__RAW DATA__.
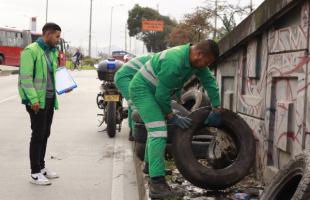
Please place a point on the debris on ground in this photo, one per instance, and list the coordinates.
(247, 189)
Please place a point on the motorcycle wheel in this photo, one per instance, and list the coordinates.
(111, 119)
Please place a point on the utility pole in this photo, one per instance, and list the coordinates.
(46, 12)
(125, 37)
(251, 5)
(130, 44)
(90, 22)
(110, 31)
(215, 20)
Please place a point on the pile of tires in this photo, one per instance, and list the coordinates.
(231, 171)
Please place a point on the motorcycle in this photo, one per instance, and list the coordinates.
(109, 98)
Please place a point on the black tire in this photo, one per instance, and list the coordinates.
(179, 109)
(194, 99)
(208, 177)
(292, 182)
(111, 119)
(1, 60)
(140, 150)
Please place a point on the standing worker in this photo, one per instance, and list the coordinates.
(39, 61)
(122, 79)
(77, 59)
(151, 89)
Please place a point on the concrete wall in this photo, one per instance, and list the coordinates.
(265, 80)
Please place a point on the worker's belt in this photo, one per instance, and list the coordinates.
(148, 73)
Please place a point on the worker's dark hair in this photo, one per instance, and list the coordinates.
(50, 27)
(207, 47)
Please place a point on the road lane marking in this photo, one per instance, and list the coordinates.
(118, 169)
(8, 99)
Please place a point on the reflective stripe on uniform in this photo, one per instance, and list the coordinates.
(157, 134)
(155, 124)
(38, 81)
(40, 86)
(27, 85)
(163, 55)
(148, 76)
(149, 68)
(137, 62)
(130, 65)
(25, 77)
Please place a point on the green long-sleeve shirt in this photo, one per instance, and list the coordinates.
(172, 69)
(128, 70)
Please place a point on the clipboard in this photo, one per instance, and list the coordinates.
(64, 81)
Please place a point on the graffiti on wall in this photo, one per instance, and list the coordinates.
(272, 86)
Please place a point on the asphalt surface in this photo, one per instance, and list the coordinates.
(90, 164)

__WORK INSTRUCTIONS__.
Copy every line above word for word, but leave out the pictures.

__WRITTEN SOLUTION__.
Please place a point on the debris on ground in this photo, one per instance, and list the coordinates.
(247, 189)
Please place a point on the motorcycle wheel in this photo, one per instance, and list the coordinates.
(111, 119)
Please place a point on the utility pole in this photo, one per instance, and list the coordinates.
(46, 12)
(125, 37)
(251, 5)
(130, 44)
(90, 22)
(110, 31)
(215, 20)
Please place a point on the pile of tires in this photo, one per instance, and list the coordinates.
(231, 171)
Please place a point on the motorcycle in this photo, one per instance, and list the coordinates.
(109, 98)
Please place a point on the black tire in this photo, one per instance, and list the coordinates.
(179, 109)
(194, 99)
(208, 177)
(292, 182)
(111, 119)
(1, 60)
(140, 150)
Please place a point on the standing worker in this photo, one per instance, and list the coordinates.
(39, 61)
(122, 79)
(77, 59)
(151, 89)
Please place a point on the concrete wall in this photo, one per instance, and list the coordinates.
(265, 80)
Please place a point on the worker's belt in this photo, one per instance, and list the coordinates.
(148, 73)
Please place a point on the worker's dark hair in this photo, one per instance, and list the coordinates.
(50, 27)
(207, 47)
Please place a point on the road lane marking in this photo, one per instance, and list the coordinates.
(118, 169)
(8, 99)
Please place a point on the reflective stripe on uniform in this photo, one per instance, and list the coordinates.
(157, 134)
(155, 124)
(38, 81)
(40, 86)
(27, 85)
(163, 55)
(148, 76)
(149, 68)
(137, 62)
(130, 65)
(25, 77)
Please place a point on the green long-sleeve shirt in this photo, one per instance, and list the coordinates.
(172, 69)
(128, 70)
Please place a point on the clipboard in this photo, one per instance, and list the coordinates.
(64, 81)
Please place a point on the graffiti on wall in this photo, one per instance, and list the coordinates.
(272, 86)
Please place a point on the asphalt surface in this photo, one per instance, and list the coordinates.
(90, 164)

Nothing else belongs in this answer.